▶ **Listed entries**

===============

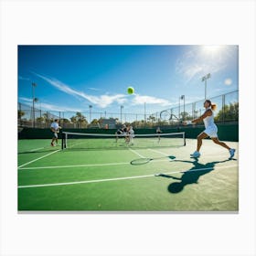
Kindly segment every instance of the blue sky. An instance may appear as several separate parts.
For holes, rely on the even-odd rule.
[[[45,111],[160,112],[238,89],[238,46],[18,46],[18,101]],[[134,95],[126,89],[133,86]]]

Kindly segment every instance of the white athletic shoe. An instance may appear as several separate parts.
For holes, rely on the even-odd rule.
[[[195,151],[193,154],[190,155],[192,157],[199,157],[201,154],[198,151]]]
[[[235,155],[236,150],[234,148],[229,149],[230,158],[232,158]]]

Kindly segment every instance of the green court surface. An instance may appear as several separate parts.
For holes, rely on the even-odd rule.
[[[204,140],[186,146],[61,150],[50,140],[18,141],[18,210],[238,211],[238,143],[229,152]],[[60,144],[60,142],[59,142]],[[170,157],[171,156],[171,157]],[[149,157],[147,164],[131,161]]]

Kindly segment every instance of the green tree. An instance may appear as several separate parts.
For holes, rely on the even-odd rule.
[[[215,117],[216,122],[238,122],[239,102],[225,105]]]
[[[25,112],[17,111],[17,117],[18,117],[18,119],[21,119],[24,115],[25,115]]]

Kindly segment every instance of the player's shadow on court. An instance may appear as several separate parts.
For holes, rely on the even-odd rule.
[[[173,182],[168,186],[168,191],[172,194],[176,194],[181,192],[187,185],[198,184],[199,177],[212,172],[216,164],[225,163],[231,160],[236,161],[236,159],[234,158],[229,158],[227,160],[210,162],[204,165],[198,163],[198,158],[195,158],[194,161],[175,160],[176,162],[190,163],[193,164],[194,166],[189,170],[183,172],[181,177],[176,177],[165,174],[160,174],[158,175],[158,176],[179,180],[180,182]]]

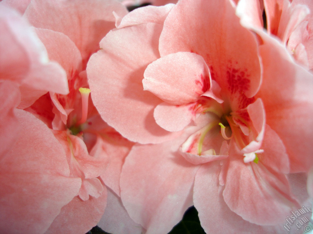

===============

▶ **Goal**
Reproduce all of the entries above verbatim, with every instruction line and outline kept intact. Omit the pictures.

▶ **Task answer**
Kindly segment every instance of the blue sky. An instance may appear as several separate parts.
For holes, rely on the even-odd rule.
[[[45,111],[160,112],[238,89],[238,46],[18,46],[18,101]],[[134,95],[126,89],[133,86]]]

Kindly segment every instance of the white athletic shoe. An instance may appear as several separate parts.
For holes, rely on the even-odd rule.
[[[195,151],[193,154],[190,155],[192,157],[199,157],[201,154],[198,151]]]
[[[235,155],[236,150],[234,148],[229,149],[230,158],[232,158]]]

Kindly segment every instance of the green court surface. An instance may appear as several separate parts.
For holes, rely on the even-odd rule.
[[[204,140],[186,146],[61,150],[50,140],[18,141],[18,210],[238,211],[238,143],[229,152]],[[60,144],[60,142],[59,142]],[[170,157],[171,156],[171,157]],[[149,157],[147,164],[131,161]]]

Kindly segment every instance of the green tree. An instance may appear as several separate parts.
For holes, rely on the even-odd rule.
[[[215,117],[216,122],[238,122],[239,102],[225,105]]]
[[[25,112],[17,111],[17,117],[18,117],[18,119],[21,119],[24,115],[25,115]]]

Kindly segment every instance of the player's shadow on court. An instance may appear as several separate parts.
For holes, rely on the even-odd rule.
[[[173,182],[168,186],[168,191],[172,194],[176,194],[181,192],[187,185],[198,184],[199,177],[212,172],[216,164],[225,163],[231,160],[236,161],[236,159],[234,158],[229,158],[227,160],[210,162],[204,165],[198,163],[198,158],[195,158],[194,161],[175,160],[176,162],[190,163],[193,164],[194,166],[189,170],[183,172],[181,177],[176,177],[165,174],[160,174],[158,175],[158,176],[179,180],[180,182]]]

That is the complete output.